## INSTRUCTIONS FOR THE TASK
Pull every line containing "water" from the listing.

Segment Start: AVAILABLE DATA

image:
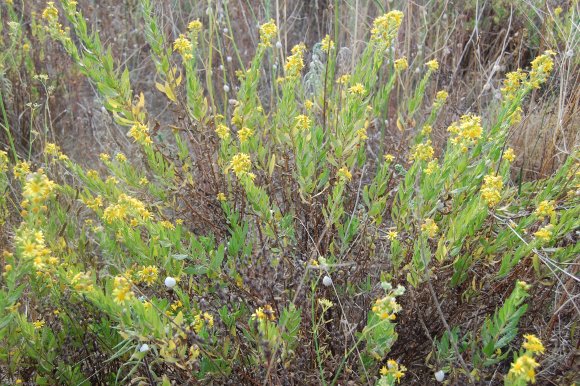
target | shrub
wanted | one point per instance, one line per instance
(255, 241)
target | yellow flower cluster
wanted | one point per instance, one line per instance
(3, 161)
(268, 32)
(357, 89)
(122, 290)
(393, 369)
(491, 190)
(467, 131)
(140, 133)
(148, 275)
(167, 225)
(124, 207)
(401, 64)
(385, 28)
(295, 62)
(544, 234)
(545, 209)
(344, 174)
(430, 227)
(327, 44)
(523, 369)
(264, 313)
(53, 150)
(223, 132)
(509, 155)
(50, 15)
(244, 134)
(183, 46)
(37, 189)
(343, 79)
(512, 83)
(93, 203)
(422, 152)
(241, 165)
(432, 167)
(303, 122)
(21, 169)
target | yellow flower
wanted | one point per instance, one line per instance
(343, 79)
(241, 164)
(491, 190)
(385, 28)
(509, 155)
(430, 227)
(303, 122)
(545, 209)
(467, 131)
(422, 151)
(327, 44)
(357, 89)
(344, 174)
(433, 65)
(401, 64)
(223, 132)
(362, 134)
(533, 344)
(432, 166)
(3, 161)
(50, 13)
(21, 169)
(140, 133)
(183, 46)
(122, 290)
(544, 234)
(148, 274)
(167, 225)
(268, 32)
(512, 83)
(244, 134)
(265, 313)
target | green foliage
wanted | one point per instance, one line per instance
(189, 261)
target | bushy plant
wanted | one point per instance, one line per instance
(254, 239)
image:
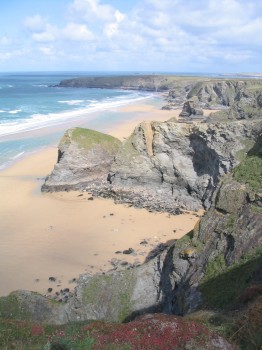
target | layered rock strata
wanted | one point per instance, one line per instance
(161, 166)
(84, 158)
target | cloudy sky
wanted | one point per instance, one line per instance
(131, 35)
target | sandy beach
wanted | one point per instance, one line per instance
(65, 234)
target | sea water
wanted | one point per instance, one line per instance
(32, 107)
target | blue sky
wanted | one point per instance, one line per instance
(130, 35)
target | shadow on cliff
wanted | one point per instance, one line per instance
(205, 162)
(165, 287)
(236, 286)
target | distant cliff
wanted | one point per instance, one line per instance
(236, 99)
(163, 166)
(130, 82)
(211, 275)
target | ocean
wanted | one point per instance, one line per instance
(33, 111)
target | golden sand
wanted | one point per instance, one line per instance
(65, 234)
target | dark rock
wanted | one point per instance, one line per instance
(52, 279)
(192, 108)
(84, 158)
(128, 251)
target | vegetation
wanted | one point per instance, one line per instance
(158, 332)
(86, 138)
(222, 285)
(25, 335)
(249, 171)
(105, 290)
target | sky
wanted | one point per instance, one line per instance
(201, 36)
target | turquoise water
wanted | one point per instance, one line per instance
(33, 111)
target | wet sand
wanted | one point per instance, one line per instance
(65, 234)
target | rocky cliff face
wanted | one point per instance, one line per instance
(129, 82)
(161, 166)
(210, 267)
(84, 158)
(235, 99)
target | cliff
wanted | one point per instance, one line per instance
(236, 99)
(161, 166)
(211, 275)
(130, 82)
(84, 158)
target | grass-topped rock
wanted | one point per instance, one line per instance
(84, 159)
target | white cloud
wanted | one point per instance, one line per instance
(46, 50)
(35, 23)
(49, 34)
(78, 32)
(153, 33)
(92, 10)
(4, 41)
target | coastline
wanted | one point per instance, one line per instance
(64, 234)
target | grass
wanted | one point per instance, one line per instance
(249, 171)
(222, 285)
(25, 335)
(114, 291)
(86, 138)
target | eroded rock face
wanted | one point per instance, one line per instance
(84, 158)
(162, 166)
(168, 165)
(191, 108)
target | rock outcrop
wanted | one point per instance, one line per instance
(84, 158)
(131, 82)
(197, 270)
(163, 166)
(192, 108)
(235, 99)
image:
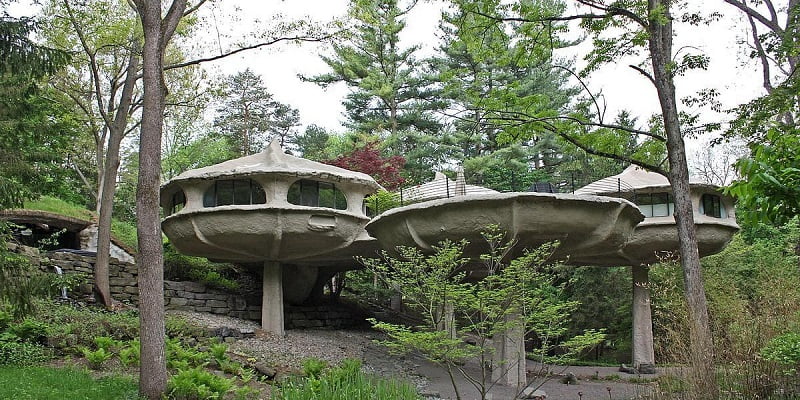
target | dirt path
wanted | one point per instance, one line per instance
(286, 354)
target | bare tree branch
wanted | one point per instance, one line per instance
(251, 47)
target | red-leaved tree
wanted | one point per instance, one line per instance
(368, 159)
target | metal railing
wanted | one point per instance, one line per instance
(442, 187)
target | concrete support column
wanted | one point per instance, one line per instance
(643, 355)
(508, 362)
(447, 320)
(272, 300)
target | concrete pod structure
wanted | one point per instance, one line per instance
(269, 208)
(587, 227)
(656, 237)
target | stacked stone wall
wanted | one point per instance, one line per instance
(190, 296)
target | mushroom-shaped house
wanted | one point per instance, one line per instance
(268, 207)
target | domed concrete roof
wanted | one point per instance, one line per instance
(274, 161)
(632, 178)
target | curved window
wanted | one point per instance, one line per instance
(310, 193)
(711, 205)
(177, 202)
(655, 204)
(234, 191)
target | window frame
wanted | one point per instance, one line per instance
(255, 193)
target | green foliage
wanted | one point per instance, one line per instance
(345, 382)
(72, 328)
(46, 383)
(783, 349)
(30, 331)
(219, 351)
(382, 201)
(130, 354)
(313, 367)
(20, 283)
(22, 353)
(516, 294)
(97, 358)
(197, 384)
(178, 266)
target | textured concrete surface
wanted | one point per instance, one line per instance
(587, 227)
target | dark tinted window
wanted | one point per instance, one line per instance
(234, 191)
(655, 204)
(711, 205)
(316, 194)
(178, 202)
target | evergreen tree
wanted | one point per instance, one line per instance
(249, 117)
(389, 95)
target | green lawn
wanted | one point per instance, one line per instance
(46, 383)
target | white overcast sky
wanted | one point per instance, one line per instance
(730, 72)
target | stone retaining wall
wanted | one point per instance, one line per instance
(191, 296)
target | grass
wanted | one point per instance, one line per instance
(58, 206)
(124, 231)
(47, 383)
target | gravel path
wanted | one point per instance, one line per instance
(287, 353)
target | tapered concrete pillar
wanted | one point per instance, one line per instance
(508, 362)
(643, 355)
(447, 320)
(272, 300)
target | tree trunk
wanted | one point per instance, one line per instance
(116, 132)
(701, 357)
(157, 33)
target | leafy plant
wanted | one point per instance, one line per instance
(107, 343)
(197, 383)
(313, 367)
(345, 382)
(97, 357)
(784, 349)
(130, 354)
(22, 353)
(516, 296)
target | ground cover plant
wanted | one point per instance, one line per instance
(516, 295)
(47, 383)
(342, 382)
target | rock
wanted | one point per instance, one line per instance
(647, 369)
(569, 379)
(628, 370)
(534, 394)
(265, 370)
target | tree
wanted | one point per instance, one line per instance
(769, 187)
(157, 33)
(312, 144)
(519, 294)
(368, 159)
(249, 117)
(622, 29)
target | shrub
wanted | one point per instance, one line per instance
(345, 382)
(21, 353)
(30, 331)
(197, 383)
(130, 354)
(182, 267)
(312, 367)
(98, 357)
(783, 349)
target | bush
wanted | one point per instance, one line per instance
(783, 349)
(98, 357)
(197, 383)
(21, 353)
(345, 382)
(30, 331)
(182, 267)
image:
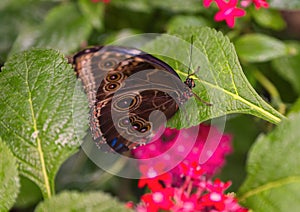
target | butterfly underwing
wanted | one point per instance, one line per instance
(126, 88)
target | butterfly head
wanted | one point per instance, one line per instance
(190, 82)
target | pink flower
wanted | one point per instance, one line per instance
(104, 1)
(192, 169)
(228, 12)
(260, 3)
(155, 183)
(208, 136)
(207, 3)
(187, 203)
(159, 200)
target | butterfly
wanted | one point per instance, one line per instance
(126, 88)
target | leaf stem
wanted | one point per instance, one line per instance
(39, 142)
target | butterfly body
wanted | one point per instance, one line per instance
(126, 87)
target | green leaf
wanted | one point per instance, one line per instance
(273, 180)
(25, 200)
(259, 48)
(93, 12)
(285, 5)
(16, 17)
(186, 20)
(75, 201)
(9, 178)
(219, 81)
(64, 28)
(295, 107)
(36, 116)
(288, 67)
(269, 18)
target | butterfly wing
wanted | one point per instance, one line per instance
(125, 86)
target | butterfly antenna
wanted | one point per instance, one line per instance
(191, 55)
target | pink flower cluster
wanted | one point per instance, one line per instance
(104, 1)
(188, 186)
(228, 10)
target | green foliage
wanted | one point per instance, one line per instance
(75, 201)
(288, 66)
(271, 19)
(36, 114)
(43, 112)
(273, 180)
(286, 5)
(9, 178)
(221, 80)
(260, 48)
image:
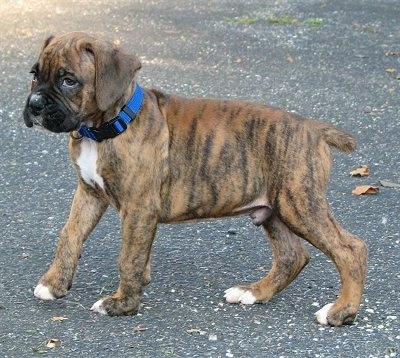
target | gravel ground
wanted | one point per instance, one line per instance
(338, 61)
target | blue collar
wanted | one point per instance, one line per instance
(118, 124)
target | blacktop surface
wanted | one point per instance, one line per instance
(337, 61)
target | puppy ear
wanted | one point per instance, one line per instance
(115, 71)
(47, 41)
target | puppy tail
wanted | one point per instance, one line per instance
(343, 141)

Segment End: AVAILABLE DATA

## RESPONSE BOX
target | sea water
target | turquoise water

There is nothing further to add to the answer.